• [Problem]
Identify every line in the records below that contains the word "worker", and reproduce each one.

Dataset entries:
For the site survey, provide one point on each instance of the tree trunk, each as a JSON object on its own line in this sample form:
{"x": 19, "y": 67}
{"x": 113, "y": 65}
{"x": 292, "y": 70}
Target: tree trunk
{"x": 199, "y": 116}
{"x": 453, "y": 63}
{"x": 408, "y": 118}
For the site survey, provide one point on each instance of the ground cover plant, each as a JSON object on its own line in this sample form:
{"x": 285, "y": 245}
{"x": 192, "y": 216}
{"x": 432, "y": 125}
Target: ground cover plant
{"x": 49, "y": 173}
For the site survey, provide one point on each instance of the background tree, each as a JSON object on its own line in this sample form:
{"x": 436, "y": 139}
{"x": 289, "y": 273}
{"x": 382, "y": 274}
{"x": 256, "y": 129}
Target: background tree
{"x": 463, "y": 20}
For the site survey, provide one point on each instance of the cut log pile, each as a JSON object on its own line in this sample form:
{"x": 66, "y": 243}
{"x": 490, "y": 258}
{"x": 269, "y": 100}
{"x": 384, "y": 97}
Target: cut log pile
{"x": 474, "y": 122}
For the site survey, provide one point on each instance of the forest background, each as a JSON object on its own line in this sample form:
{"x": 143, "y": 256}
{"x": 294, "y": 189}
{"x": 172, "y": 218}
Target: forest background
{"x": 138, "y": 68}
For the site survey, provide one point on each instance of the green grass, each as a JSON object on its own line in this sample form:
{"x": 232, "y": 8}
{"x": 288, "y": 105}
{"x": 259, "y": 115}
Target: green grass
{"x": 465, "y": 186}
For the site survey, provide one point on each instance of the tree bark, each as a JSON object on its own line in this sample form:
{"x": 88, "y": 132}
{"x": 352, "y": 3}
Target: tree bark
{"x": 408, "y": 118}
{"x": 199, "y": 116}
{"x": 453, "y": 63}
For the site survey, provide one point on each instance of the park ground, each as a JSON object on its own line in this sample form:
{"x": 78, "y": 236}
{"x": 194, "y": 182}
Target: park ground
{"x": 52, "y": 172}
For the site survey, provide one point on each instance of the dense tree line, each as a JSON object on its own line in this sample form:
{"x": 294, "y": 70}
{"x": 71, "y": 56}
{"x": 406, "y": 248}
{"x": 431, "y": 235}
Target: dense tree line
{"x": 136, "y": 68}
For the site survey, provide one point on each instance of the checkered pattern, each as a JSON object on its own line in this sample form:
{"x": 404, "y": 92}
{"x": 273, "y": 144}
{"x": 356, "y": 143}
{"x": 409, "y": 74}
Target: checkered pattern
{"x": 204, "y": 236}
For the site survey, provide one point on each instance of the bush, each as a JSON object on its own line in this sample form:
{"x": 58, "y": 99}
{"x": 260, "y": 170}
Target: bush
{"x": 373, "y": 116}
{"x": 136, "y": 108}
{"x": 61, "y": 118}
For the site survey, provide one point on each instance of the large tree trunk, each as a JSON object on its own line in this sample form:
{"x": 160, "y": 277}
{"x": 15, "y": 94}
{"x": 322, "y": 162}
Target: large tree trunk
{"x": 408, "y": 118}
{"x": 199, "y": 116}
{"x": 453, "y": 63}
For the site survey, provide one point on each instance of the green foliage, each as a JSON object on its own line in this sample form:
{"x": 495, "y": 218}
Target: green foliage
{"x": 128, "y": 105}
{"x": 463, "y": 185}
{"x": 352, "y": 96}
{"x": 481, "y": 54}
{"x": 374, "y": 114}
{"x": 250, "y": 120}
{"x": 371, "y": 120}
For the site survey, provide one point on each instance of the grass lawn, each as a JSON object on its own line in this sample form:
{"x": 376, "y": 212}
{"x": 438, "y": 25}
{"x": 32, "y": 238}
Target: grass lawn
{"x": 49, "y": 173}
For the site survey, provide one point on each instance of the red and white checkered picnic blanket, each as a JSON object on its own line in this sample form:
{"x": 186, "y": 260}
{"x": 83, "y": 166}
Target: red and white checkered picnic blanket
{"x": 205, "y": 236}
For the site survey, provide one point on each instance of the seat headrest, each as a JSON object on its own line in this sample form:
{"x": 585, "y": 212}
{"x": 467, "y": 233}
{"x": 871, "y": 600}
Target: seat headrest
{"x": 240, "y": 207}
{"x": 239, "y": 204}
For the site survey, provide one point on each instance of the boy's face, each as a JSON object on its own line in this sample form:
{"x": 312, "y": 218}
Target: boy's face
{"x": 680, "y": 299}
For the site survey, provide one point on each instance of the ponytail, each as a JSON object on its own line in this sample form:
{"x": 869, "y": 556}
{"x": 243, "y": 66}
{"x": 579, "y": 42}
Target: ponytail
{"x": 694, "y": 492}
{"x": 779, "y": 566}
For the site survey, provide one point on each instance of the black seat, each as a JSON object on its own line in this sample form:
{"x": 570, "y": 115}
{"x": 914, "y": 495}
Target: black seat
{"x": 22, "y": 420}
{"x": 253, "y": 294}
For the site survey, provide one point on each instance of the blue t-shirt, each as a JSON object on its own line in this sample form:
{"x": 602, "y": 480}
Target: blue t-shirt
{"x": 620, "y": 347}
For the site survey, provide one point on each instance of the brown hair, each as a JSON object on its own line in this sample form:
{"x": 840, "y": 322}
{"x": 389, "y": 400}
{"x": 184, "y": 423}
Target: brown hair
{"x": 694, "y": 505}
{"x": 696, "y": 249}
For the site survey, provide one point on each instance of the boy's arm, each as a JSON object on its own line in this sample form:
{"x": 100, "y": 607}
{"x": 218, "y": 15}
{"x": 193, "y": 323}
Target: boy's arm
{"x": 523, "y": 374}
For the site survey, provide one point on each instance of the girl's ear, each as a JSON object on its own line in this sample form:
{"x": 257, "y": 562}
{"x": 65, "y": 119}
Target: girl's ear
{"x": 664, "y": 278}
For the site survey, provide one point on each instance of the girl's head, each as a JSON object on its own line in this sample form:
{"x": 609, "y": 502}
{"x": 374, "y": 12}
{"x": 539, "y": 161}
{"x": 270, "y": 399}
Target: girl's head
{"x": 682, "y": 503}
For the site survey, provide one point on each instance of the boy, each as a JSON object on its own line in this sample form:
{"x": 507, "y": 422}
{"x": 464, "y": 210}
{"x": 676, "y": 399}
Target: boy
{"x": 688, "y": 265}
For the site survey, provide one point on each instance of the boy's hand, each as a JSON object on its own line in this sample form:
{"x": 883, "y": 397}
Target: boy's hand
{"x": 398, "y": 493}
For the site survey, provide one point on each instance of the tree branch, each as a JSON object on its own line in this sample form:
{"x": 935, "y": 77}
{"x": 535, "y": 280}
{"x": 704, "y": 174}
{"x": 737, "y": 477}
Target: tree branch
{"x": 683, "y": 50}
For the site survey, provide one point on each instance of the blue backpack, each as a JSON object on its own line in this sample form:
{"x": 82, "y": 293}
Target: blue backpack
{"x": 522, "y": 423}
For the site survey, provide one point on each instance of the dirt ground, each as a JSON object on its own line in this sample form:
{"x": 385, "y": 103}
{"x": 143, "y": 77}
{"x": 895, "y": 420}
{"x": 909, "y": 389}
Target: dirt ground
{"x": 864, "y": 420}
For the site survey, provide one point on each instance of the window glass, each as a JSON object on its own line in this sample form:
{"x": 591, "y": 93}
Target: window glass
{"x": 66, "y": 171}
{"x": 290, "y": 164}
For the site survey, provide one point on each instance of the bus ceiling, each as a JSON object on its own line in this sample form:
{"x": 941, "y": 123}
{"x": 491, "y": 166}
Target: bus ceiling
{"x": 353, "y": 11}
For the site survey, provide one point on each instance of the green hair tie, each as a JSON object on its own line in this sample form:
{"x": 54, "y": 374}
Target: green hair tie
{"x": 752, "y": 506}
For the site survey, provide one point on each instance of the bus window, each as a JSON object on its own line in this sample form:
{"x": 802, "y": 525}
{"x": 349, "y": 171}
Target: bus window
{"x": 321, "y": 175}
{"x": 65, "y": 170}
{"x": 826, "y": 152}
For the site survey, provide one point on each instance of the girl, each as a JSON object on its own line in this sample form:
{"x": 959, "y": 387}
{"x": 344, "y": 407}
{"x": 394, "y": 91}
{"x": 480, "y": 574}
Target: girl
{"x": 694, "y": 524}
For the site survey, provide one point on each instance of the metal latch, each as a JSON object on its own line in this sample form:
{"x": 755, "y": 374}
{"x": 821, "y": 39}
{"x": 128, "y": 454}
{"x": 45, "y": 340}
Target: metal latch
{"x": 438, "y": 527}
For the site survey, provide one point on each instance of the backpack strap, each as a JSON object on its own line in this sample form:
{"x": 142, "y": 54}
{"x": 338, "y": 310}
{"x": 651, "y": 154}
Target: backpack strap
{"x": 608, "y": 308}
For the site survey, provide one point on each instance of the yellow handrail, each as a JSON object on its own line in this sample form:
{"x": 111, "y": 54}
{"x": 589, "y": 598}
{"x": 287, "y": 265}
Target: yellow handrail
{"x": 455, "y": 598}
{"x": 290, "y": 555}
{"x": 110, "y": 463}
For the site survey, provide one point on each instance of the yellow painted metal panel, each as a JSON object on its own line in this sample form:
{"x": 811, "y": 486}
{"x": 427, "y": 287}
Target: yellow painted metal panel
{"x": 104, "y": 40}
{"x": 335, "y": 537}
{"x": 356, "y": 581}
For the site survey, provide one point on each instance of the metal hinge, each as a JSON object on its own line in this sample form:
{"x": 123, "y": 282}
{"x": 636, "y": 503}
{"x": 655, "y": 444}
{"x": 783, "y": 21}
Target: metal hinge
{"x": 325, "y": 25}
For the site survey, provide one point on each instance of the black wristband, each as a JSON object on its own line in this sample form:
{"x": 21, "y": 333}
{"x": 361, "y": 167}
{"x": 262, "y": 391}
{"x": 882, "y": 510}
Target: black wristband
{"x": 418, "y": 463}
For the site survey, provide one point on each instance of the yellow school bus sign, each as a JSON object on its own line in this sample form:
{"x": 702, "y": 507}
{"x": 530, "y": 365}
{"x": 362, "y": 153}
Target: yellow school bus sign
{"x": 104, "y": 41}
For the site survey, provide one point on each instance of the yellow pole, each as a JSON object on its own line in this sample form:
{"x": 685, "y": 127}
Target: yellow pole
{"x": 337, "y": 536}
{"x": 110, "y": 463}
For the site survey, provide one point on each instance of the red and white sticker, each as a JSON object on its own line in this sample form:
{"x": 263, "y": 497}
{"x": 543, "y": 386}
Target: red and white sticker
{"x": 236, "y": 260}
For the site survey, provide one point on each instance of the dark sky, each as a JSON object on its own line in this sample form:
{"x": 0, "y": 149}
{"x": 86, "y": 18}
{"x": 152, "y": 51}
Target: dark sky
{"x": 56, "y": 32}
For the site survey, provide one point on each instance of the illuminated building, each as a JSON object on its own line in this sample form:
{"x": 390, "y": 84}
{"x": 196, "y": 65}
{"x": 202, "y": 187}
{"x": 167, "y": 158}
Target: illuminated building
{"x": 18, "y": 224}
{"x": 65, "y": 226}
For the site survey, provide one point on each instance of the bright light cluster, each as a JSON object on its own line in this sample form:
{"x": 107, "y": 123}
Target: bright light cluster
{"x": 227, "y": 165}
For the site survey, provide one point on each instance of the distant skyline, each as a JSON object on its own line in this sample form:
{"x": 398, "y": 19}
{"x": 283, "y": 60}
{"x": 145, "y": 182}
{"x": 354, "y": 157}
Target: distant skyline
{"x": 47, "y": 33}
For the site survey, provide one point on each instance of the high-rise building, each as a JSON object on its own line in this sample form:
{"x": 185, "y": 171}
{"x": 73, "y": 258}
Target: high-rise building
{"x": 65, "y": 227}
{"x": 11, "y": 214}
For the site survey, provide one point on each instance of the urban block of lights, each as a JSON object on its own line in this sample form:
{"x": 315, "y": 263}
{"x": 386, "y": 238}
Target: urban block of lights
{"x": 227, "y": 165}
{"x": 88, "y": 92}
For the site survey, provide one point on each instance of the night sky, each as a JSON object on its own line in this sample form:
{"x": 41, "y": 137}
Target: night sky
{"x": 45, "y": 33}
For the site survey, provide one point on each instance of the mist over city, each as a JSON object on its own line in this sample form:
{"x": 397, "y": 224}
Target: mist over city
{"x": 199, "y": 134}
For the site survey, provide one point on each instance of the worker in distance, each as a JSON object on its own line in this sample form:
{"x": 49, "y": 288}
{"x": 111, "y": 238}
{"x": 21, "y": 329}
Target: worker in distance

• [Response area]
For the site survey, provide one point on each instance of the worker in distance, each as a JSON object on its own line in this sample form:
Target: worker in distance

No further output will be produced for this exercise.